WHAT YOU WILL DO:
Every line from the line containing "positive clicks: (157, 42) (167, 53)" through the final line of the data is to be printed exactly; no other line is to appear.

Stored entries:
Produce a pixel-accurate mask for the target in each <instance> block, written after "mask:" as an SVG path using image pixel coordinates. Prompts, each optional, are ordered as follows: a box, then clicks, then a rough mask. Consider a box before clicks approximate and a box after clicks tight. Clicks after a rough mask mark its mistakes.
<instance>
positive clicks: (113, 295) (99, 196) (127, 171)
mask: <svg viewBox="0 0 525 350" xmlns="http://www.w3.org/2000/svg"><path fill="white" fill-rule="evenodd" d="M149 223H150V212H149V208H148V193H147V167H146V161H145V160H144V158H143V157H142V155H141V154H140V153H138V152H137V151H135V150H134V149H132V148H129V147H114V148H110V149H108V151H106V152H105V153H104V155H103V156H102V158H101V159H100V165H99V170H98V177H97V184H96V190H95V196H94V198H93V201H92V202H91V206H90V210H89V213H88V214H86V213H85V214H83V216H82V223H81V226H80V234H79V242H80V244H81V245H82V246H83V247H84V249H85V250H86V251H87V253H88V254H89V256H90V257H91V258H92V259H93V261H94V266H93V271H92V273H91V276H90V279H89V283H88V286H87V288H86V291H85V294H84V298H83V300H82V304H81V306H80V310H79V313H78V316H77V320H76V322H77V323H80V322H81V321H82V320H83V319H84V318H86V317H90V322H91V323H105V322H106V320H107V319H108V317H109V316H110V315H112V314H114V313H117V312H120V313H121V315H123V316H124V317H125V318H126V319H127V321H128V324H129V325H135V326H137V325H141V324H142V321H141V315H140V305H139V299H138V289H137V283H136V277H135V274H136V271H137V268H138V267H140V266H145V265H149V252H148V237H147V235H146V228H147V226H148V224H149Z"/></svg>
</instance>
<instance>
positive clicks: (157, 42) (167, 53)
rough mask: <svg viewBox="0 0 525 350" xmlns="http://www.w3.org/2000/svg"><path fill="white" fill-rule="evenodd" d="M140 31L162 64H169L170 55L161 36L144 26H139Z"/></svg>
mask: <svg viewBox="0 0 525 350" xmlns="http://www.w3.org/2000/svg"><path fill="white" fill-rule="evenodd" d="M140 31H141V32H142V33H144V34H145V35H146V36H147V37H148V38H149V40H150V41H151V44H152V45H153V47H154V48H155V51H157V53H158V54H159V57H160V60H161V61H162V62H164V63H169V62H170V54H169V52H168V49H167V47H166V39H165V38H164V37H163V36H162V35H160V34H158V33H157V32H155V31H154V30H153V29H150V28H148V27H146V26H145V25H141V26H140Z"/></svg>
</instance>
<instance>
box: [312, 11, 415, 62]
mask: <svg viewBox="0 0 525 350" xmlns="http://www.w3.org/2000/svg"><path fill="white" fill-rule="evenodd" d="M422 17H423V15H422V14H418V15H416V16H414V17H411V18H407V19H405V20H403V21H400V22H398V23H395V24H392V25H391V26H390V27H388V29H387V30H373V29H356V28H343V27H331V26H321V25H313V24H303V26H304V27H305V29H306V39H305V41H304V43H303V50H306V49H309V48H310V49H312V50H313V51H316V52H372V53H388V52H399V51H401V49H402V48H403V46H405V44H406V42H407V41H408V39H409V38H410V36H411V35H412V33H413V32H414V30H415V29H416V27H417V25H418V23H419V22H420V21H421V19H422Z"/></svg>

EXPECTED ANSWER:
positive clicks: (157, 42) (167, 53)
rough mask: <svg viewBox="0 0 525 350" xmlns="http://www.w3.org/2000/svg"><path fill="white" fill-rule="evenodd" d="M140 31L162 64H169L170 55L161 36L144 26H139Z"/></svg>
mask: <svg viewBox="0 0 525 350" xmlns="http://www.w3.org/2000/svg"><path fill="white" fill-rule="evenodd" d="M140 31H141V32H142V33H144V34H145V35H146V36H147V37H148V38H149V40H150V41H151V44H152V45H153V47H154V48H155V51H157V53H158V54H159V57H160V60H161V61H162V62H164V63H169V62H170V54H169V52H168V49H167V47H166V39H165V38H164V37H163V36H162V35H160V34H158V33H157V32H155V31H154V30H153V29H150V28H148V27H146V26H145V25H141V26H140Z"/></svg>
</instance>
<instance>
box: [312, 11, 415, 62]
mask: <svg viewBox="0 0 525 350" xmlns="http://www.w3.org/2000/svg"><path fill="white" fill-rule="evenodd" d="M422 17H423V15H422V14H418V15H416V16H414V17H411V18H407V19H405V20H403V21H400V22H398V23H395V24H392V25H391V26H390V27H388V29H387V30H373V29H356V28H343V27H331V26H321V25H313V24H303V26H304V27H305V29H306V39H305V41H304V43H303V50H306V49H309V48H310V49H312V50H313V51H316V52H372V53H388V52H399V51H401V49H402V48H403V46H405V44H406V42H407V41H408V39H409V38H410V36H411V35H412V33H413V32H414V30H415V29H416V27H417V25H418V23H419V22H420V21H421V19H422Z"/></svg>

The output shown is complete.